WHAT IS REQUIRED
Starting at the line that contains "what's up, could you box the blue arrow", quote each line exactly through the last line of the entries, both included.

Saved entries
========

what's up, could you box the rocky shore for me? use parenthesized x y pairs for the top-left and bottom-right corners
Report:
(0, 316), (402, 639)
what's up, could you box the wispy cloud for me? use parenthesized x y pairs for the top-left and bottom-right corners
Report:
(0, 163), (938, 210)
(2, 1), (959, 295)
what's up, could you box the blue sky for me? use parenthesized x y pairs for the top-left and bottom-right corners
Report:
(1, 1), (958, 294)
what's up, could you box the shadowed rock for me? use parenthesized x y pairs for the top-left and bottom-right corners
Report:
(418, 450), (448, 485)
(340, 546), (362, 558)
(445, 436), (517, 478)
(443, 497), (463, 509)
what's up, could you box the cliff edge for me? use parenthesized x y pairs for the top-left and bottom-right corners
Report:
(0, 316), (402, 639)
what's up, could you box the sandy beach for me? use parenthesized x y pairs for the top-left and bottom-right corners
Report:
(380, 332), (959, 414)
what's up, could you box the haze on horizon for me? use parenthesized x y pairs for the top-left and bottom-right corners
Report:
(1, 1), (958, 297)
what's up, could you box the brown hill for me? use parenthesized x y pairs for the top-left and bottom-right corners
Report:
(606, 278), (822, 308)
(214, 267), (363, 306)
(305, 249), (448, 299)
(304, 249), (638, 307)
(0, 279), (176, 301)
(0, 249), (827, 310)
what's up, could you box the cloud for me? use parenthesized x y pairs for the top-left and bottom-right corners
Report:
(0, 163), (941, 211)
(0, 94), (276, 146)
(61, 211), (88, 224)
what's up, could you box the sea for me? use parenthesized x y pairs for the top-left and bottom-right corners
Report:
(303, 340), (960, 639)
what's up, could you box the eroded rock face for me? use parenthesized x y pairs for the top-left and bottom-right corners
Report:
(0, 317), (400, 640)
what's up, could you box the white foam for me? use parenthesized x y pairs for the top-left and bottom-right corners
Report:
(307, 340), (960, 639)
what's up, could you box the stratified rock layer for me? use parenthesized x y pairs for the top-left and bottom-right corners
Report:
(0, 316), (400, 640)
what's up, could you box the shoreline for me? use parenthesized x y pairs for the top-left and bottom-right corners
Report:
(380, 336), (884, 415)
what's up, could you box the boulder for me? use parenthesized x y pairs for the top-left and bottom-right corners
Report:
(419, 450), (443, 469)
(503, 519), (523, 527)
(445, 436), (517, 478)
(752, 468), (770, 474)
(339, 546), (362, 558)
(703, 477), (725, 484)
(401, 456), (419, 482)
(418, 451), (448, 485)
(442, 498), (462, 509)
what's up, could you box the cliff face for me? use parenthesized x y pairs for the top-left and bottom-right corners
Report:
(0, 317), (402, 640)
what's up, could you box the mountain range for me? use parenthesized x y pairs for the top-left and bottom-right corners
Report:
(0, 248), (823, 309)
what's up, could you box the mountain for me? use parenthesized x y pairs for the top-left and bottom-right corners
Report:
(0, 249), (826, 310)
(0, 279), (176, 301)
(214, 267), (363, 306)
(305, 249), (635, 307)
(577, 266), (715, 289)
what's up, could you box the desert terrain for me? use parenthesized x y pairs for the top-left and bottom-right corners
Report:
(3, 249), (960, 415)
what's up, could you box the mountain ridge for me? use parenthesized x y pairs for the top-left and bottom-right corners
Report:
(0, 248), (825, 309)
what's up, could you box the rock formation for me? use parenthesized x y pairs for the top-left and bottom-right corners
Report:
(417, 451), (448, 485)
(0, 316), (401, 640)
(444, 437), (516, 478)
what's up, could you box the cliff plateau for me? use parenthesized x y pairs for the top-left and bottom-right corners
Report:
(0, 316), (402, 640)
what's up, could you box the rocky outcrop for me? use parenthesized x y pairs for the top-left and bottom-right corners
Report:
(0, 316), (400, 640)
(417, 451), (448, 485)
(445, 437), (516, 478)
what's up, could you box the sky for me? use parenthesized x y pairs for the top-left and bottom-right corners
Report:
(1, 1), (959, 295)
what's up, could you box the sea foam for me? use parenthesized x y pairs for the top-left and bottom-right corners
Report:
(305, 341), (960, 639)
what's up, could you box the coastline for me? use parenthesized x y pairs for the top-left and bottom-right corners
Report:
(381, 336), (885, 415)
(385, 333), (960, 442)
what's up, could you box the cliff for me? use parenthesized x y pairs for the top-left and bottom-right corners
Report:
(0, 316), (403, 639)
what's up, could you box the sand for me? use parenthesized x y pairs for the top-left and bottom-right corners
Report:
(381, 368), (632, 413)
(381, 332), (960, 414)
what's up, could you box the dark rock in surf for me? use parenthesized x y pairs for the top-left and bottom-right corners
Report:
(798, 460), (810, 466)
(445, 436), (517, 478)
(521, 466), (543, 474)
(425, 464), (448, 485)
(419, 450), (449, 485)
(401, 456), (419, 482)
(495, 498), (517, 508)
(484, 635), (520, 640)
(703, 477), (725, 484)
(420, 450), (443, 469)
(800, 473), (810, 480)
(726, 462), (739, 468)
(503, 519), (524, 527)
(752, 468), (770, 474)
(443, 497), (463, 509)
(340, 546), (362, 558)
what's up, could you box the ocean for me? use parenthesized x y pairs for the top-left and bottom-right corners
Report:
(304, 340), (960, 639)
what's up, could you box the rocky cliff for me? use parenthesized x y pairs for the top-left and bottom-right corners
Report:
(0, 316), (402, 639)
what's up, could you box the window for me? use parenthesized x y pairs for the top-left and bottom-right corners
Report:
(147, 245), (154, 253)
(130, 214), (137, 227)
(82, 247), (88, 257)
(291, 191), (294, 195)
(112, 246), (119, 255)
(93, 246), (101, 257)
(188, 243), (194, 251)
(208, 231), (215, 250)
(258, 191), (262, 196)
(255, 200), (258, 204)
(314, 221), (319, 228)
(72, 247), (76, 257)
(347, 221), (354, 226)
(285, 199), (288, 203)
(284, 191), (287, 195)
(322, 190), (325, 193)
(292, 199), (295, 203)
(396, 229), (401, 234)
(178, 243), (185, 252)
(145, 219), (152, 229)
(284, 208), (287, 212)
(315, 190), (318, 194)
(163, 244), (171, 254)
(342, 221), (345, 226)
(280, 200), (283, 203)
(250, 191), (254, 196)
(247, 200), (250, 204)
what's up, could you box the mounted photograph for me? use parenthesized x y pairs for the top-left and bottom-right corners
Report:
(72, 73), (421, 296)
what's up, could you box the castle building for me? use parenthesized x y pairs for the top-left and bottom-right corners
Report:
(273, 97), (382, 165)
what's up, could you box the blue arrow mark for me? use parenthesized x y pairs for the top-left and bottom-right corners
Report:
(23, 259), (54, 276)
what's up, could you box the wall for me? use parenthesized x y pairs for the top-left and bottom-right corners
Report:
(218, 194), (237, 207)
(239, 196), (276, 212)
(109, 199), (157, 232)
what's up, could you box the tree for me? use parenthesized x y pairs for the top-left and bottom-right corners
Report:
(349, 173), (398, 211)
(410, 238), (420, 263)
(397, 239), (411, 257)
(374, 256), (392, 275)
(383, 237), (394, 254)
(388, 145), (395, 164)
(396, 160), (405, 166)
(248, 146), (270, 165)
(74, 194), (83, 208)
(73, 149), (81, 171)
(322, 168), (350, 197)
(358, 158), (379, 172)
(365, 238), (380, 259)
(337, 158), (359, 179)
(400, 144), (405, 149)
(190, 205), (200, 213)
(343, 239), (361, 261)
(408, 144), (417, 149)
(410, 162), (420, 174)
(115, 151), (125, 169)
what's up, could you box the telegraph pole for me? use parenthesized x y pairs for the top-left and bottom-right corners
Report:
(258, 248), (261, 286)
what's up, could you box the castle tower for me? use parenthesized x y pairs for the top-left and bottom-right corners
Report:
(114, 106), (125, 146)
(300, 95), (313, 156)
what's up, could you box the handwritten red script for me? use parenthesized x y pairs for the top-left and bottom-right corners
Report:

========

WRITTEN SOLUTION
what's up, could you box the blue arrow mark for me? use parenthesized x y pairs for the top-left and bottom-right corners
Report:
(23, 259), (54, 276)
what's up, could you box the wall for me? use parenthesized x y pairs for the top-left and bottom-right corners
Report:
(218, 194), (237, 207)
(239, 196), (276, 212)
(109, 199), (157, 232)
what's up, could you box the tree for me? use parenthesized x y pairs for the top-left and bottom-right corners
Report:
(349, 173), (398, 211)
(410, 238), (420, 263)
(397, 239), (411, 257)
(374, 256), (392, 275)
(383, 237), (394, 254)
(388, 145), (395, 164)
(396, 160), (405, 166)
(248, 146), (270, 165)
(74, 194), (83, 208)
(73, 149), (81, 171)
(322, 168), (350, 197)
(358, 158), (379, 172)
(365, 238), (380, 259)
(337, 158), (359, 179)
(400, 144), (405, 149)
(190, 205), (200, 213)
(343, 239), (361, 261)
(408, 144), (417, 149)
(410, 162), (420, 174)
(115, 151), (125, 169)
what's up, could you box the telegraph pole for me? use parenthesized x y pairs for the top-left and bottom-right corners
Report:
(258, 248), (261, 286)
what's up, could you box the castle tower for me? use parenthesized x y pairs for the top-left and bottom-right corners
Report:
(114, 106), (125, 146)
(300, 95), (313, 156)
what's up, could you box the handwritten red script for me? use parenthesized x y pairs for the top-left and bottom-right corners
Report:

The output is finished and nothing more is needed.